EXCERPT PROVIDED:
◆ ◆ ◆ ◆ ◆ ◆ ◆
SEATTLE — A recent survey from the University of Washington’s Addictions, Drugs and Alcohol Institute (ADAI) revealed a stark increase in the intentional use of the deadly opioid fentanyl across the state.
The biennial survey involved nearly 1,000 people using syringe-service program sites who were asked a series of questions in the fall.
Last year’s results revealed that the use of fentanyl increased 18% since 2019, with 42% of respondents saying they had used the illicit drug in the previous three months. Two-thirds of these respondents said they had used the drug knowingly, which the lead researcher with the institute said is a significant change from several years ago when most fentanyl use was unintentional.
“I've been doing drug-trends research for 20 years, and fentanyl’s growth is the biggest, fastest shift we've ever seen, and also the most lethal,” said Dr. Caleb Banta-Green, the principal research scientist with the ADAI.
◆ ◆ ◆ ◆ ◆ ◆ ◆
PROVIDED DATA:
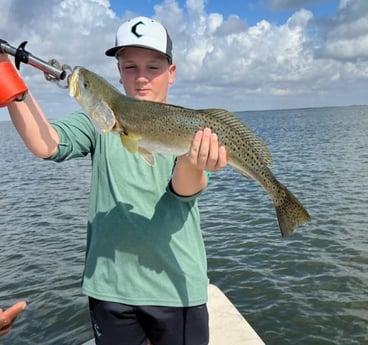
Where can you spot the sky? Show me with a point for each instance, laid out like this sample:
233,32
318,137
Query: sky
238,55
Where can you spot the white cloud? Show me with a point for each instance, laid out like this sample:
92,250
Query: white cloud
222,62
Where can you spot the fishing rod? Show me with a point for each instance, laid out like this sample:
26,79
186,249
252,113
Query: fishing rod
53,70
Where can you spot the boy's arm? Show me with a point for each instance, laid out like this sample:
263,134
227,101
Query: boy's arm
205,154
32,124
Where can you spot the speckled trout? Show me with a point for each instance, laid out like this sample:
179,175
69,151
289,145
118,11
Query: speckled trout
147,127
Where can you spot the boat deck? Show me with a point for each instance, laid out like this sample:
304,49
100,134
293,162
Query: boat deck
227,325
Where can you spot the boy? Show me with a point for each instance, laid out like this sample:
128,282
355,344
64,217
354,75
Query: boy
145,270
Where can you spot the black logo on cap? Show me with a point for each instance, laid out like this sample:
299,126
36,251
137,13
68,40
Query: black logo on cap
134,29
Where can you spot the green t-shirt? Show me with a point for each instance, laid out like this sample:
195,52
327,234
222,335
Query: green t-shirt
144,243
◆ ◆ ◆ ◆ ◆ ◆ ◆
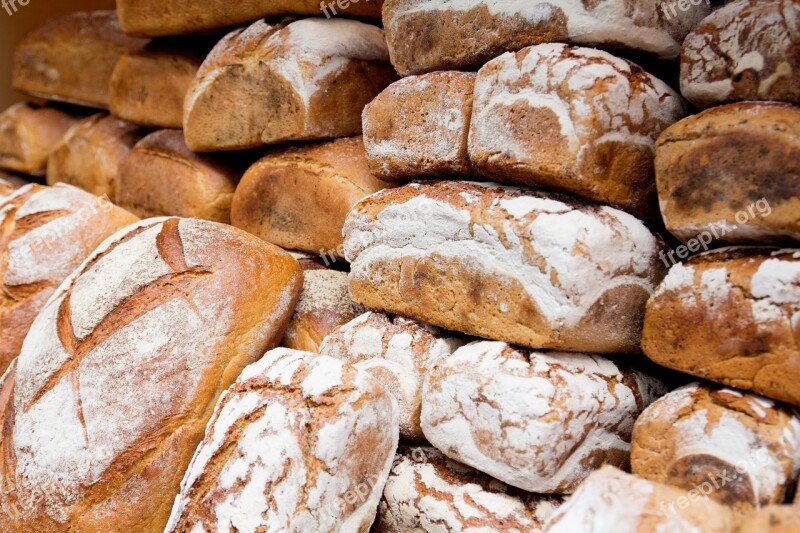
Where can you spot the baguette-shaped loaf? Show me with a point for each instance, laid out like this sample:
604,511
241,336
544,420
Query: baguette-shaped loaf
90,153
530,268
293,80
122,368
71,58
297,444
◆ ◆ ◆ ◆ ◆ ◆ ◆
WHAT TO DO: Copy from the article on the fentanyl survey, word for word, the passage from "The biennial survey" up to and including "with the ADAI.".

EXERCISE OUTPUT:
The biennial survey involved nearly 1,000 people using syringe-service program sites who were asked a series of questions in the fall.
Last year’s results revealed that the use of fentanyl increased 18% since 2019, with 42% of respondents saying they had used the illicit drug in the previous three months. Two-thirds of these respondents said they had used the drug knowingly, which the lead researcher with the institute said is a significant change from several years ago when most fentanyl use was unintentional.
“I've been doing drug-trends research for 20 years, and fentanyl’s growth is the biggest, fastest shift we've ever seen, and also the most lethal,” said Dr. Caleb Banta-Green, the principal research scientist with the ADAI.